Please collect every line in the records below that contains the word "wall", matching case exactly.

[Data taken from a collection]
===

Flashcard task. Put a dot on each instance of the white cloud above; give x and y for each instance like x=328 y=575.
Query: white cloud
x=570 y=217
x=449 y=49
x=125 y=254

===

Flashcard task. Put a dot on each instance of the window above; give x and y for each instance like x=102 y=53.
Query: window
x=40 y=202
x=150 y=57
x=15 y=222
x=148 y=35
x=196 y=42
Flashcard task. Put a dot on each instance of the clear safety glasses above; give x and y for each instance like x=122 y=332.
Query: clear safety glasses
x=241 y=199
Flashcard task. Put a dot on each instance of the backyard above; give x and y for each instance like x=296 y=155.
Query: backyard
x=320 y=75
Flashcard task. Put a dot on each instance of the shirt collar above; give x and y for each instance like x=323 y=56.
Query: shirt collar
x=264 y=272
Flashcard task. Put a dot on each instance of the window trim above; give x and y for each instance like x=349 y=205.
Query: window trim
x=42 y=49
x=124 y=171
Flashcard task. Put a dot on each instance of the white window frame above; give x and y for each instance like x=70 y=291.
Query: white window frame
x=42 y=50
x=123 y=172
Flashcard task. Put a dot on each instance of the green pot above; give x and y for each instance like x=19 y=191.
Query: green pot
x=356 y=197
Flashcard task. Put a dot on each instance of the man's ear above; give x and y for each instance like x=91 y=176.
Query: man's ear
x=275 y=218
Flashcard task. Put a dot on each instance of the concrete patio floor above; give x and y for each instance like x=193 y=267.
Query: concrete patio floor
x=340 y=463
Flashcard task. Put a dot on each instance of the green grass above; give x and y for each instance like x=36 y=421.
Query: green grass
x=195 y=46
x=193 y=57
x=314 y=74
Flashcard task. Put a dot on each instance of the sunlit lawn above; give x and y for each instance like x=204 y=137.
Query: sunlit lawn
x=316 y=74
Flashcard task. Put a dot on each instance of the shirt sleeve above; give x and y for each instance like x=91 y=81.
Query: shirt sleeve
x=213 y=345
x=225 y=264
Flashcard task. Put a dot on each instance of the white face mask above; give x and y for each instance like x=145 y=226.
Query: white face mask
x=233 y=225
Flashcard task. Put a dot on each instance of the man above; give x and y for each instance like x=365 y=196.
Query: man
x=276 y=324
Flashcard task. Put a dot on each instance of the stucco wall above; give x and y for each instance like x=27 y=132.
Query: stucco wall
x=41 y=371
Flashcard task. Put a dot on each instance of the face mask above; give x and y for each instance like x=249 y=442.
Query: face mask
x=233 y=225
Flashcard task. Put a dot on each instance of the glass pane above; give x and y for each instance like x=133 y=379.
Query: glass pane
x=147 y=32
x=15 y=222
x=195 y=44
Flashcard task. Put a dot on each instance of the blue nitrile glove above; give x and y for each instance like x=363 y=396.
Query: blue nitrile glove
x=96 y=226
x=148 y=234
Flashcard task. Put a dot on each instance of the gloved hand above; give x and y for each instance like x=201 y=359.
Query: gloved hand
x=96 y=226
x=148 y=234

===

# Result of this exercise:
Flashcard task. Put a dot on each instance of the stucco wall above; give x and y for each instance like x=27 y=132.
Query: stucco wall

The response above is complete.